__PASSAGE TO READ__:

------------

# Giving Thanks for the Regression Menu

Juicy, butter roasted turkey.

Steaming mashed potatoes.

Tangy cranberry relish.

Delicious candied sweet potatoes.

Creamy green bean casserole.

Sweet and airy corn bread.

Silken pumpkin pie.

The traditional Thanksgiving menu has so many mouth-watering dishes on the table, you don’t know where to start.

If you savor statistics as much as food, you might feel similarly as you gaze at all of the delicious analyses on Minitab’s Regression menu:

How can you decide which regression analysis to choose? In this post, I’ll give you some bite-sized samples of each regression dish to help you decide which one to heap on your plate.

## Regression with a Categorical Response

Ever notice the horizontal divider lines on the Minitab menus? Those are not just to prevent our programmers from writing crooked. Think of them as the separators on a paper plate that keep your cranberry sauce from running into your mashed potatoes, so they don’t mix together and turn pink.

For example, the line at the bottom of the menu neatly separates all the regression analyses that have a categorical response variable.

To use one of these analyses, each response in your data must fall into a separate category. Choose between them based on what kind of categorical response you have. Here’s a concrete scenario:

**Binary Logistic Regression**: The response falls into one of two categories.

**Example:** You track whether each person took an antacid after Thanksgiving dinner or not (Yes or No)

The odds of a person taking an antacid increases, on average, 2.35 times with each helping of candied sweet potatoes.

__________________________________________________________

**Ordinal Logistic Regression**: The categories of your response can be ordered from least to greatest.

**Example:** You record how many belt buckle notches each person expanded their belt after dinner (0-4 notches)

On average, each additional helping of mashed potatoes results in a 36% increase in the odds that you will expand your belt by another notch.

__________________________________________________________

**Nominal Logistic Regression**: The categories of your response do not follow an order.

**Example:** You ask each person which of these animals they most feel like after Thanksgiving dinner: A beached whale, a sea elephant, or an anaconda after swallowing a wild pig.

With each additional serving of turkey, people are 4.37 times more likely to feel like an anaconda after swallowing wild pig than a beached whale.

------------

__REQUESTS__:
- A) In the regression menu post, condense the paragraph beginning "Ever notice the horizontal divider lines" into a short bulleted list that retains its main points.
- B) Translate this sentence from the regression menu post into French: "For example, the line at the bottom of the menu neatly separates all the regression analyses that have a categorical response variable."
The entries are not required for this work.

__Excerpts of location labeling data__:
------------

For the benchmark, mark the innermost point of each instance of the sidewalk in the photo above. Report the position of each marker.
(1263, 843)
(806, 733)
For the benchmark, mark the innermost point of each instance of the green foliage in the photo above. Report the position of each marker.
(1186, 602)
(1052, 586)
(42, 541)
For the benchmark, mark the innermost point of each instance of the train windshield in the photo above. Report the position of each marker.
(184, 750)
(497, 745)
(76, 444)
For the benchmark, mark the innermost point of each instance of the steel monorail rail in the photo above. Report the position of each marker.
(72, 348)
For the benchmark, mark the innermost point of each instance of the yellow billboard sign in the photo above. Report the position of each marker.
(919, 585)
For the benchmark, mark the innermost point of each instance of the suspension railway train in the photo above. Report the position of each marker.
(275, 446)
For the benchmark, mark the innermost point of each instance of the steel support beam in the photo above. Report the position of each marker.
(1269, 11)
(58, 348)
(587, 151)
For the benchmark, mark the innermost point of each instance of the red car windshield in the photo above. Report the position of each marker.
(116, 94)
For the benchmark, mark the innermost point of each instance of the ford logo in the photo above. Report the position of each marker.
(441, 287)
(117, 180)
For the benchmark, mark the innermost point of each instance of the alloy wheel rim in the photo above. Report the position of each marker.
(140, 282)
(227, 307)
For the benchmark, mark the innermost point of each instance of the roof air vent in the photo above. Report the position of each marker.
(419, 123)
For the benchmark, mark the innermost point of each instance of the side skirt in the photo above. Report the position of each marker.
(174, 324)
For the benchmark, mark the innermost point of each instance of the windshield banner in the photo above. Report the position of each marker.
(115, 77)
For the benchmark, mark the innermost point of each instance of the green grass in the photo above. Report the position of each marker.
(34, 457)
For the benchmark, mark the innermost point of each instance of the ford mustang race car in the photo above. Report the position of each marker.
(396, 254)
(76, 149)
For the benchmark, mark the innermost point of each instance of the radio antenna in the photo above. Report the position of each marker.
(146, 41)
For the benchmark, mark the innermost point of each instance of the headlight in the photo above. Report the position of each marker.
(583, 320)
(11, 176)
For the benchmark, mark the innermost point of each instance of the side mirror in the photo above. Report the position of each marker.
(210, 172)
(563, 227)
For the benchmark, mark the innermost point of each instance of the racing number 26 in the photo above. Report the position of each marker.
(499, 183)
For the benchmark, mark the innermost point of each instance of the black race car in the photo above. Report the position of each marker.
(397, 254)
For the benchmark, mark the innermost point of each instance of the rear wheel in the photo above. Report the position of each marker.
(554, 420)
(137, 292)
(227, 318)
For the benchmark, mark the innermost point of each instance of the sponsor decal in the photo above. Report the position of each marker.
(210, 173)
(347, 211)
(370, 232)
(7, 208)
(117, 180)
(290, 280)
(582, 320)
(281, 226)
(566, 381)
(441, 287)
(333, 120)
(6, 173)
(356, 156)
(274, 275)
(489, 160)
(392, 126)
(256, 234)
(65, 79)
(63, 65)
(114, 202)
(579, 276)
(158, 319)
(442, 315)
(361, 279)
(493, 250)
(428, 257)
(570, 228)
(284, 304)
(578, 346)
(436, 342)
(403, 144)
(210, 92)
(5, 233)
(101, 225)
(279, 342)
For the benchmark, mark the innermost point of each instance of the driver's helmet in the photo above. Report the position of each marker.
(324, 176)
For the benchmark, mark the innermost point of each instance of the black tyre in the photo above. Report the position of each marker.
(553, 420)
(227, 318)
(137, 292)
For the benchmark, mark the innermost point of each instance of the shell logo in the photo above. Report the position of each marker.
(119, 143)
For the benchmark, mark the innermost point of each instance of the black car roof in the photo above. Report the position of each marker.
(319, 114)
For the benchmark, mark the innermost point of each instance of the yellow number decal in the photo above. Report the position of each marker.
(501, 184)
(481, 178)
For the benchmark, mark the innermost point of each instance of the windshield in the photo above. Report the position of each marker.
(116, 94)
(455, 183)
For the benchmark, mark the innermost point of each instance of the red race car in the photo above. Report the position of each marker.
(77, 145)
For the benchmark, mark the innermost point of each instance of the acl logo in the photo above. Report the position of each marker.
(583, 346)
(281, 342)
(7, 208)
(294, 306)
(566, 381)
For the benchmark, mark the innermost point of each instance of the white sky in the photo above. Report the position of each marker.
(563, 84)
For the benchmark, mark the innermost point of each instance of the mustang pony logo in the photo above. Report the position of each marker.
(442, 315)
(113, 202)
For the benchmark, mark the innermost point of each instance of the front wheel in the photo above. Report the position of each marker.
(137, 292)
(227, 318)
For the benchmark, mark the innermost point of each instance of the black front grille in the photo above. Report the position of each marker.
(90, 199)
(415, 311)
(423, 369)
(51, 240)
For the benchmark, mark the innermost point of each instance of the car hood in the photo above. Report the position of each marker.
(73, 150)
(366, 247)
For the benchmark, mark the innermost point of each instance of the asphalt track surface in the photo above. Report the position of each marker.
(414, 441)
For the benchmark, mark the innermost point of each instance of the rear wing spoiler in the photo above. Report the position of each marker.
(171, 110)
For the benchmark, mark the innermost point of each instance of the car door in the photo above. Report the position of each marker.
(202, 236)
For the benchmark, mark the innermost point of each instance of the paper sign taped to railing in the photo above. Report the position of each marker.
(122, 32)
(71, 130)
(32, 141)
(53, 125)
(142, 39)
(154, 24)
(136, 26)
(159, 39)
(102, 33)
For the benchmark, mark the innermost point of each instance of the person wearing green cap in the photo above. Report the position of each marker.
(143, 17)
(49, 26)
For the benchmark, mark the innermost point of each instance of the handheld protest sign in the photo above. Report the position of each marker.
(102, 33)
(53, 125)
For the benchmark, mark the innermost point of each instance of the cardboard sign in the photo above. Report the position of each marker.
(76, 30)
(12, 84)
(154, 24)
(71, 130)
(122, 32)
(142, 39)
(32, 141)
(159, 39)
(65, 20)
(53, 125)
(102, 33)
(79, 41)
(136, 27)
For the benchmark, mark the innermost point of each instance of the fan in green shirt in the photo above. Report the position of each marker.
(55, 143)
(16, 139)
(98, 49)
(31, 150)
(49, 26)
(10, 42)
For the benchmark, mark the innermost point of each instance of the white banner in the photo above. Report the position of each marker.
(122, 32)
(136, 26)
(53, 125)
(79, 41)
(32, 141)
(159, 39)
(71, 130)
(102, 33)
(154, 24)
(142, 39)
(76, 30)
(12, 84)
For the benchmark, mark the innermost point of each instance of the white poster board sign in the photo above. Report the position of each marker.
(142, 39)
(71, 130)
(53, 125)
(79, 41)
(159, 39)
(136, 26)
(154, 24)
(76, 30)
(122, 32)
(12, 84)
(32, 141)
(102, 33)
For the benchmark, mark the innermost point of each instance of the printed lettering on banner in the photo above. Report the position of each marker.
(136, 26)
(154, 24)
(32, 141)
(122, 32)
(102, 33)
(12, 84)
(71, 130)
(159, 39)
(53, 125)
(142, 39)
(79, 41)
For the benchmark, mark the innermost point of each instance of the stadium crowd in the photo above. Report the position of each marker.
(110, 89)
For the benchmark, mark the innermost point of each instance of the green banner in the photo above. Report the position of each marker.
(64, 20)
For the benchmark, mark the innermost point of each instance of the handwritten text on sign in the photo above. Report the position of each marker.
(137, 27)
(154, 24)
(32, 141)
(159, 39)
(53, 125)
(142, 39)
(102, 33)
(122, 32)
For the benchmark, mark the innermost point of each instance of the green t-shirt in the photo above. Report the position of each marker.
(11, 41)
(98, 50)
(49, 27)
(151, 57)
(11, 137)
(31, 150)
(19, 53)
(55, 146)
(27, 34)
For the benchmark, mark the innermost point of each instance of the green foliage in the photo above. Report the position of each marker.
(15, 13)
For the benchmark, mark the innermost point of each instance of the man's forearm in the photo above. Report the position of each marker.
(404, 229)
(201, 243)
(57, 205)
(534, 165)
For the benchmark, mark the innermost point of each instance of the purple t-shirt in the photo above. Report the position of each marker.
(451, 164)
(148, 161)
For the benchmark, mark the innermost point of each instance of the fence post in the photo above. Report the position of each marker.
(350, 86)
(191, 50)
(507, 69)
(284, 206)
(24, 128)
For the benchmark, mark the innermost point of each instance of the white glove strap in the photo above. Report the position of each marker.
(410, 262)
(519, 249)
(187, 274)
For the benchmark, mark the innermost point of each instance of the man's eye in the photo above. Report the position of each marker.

------------

__ANSWERS PER TASK__:
- A)
- Minitab menus contain horizontal divider lines.
- The lines do more than keep the programmers from writing crooked.
- They work like the sections of a paper plate that keep cranberry sauce and mashed potatoes from mixing and turning pink, keeping the menu's contents separate.

- B) Par exemple, la ligne au bas du menu sépare nettement toutes les analyses de régression qui ont une variable de réponse catégorielle.